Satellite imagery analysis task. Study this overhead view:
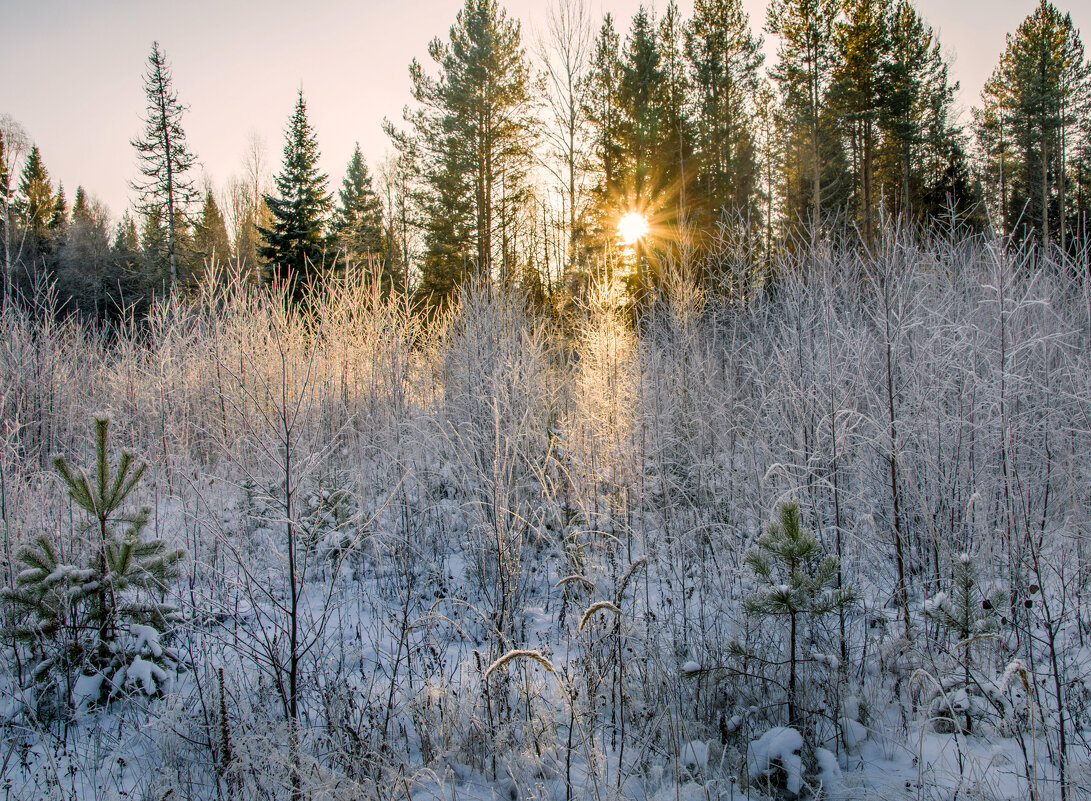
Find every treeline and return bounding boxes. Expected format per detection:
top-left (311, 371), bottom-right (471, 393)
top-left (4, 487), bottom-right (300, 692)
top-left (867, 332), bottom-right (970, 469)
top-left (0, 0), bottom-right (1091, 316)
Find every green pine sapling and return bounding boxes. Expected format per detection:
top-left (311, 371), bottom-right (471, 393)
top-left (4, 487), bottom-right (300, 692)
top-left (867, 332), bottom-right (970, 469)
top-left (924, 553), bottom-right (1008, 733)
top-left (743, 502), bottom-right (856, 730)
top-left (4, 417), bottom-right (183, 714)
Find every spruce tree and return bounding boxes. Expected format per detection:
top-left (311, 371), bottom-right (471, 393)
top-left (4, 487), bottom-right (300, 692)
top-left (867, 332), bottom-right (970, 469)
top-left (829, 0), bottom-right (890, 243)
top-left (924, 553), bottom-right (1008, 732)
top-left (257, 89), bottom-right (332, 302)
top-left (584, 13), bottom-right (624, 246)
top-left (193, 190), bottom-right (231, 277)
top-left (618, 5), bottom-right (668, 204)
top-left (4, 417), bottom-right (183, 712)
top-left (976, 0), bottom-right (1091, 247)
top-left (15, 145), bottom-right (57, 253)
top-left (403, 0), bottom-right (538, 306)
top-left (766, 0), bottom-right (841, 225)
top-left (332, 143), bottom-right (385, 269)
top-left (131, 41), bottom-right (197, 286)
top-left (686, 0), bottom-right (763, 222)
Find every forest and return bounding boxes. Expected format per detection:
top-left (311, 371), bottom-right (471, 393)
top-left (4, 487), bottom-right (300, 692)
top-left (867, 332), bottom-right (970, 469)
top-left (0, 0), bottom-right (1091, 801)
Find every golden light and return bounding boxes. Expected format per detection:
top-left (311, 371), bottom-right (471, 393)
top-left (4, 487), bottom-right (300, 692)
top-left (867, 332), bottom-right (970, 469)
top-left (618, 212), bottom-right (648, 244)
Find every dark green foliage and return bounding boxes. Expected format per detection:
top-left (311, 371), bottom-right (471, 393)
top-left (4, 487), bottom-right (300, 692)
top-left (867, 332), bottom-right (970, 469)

--- PROBLEM STATEMENT ---
Return, character for character, every line of the entries from the one containing "Find every golden" through the final line of the entries, with both of those lines included.

--- SOLUTION FOR THIS TASK ---
Find every golden light and return bounding boxes. Expected format per detection:
top-left (311, 371), bottom-right (471, 393)
top-left (4, 487), bottom-right (300, 692)
top-left (867, 332), bottom-right (970, 469)
top-left (618, 212), bottom-right (648, 244)
Find every dark green foliage and return bounding boxes. Expected format per detection:
top-left (311, 371), bottom-right (471, 393)
top-left (4, 487), bottom-right (300, 692)
top-left (867, 332), bottom-right (970, 469)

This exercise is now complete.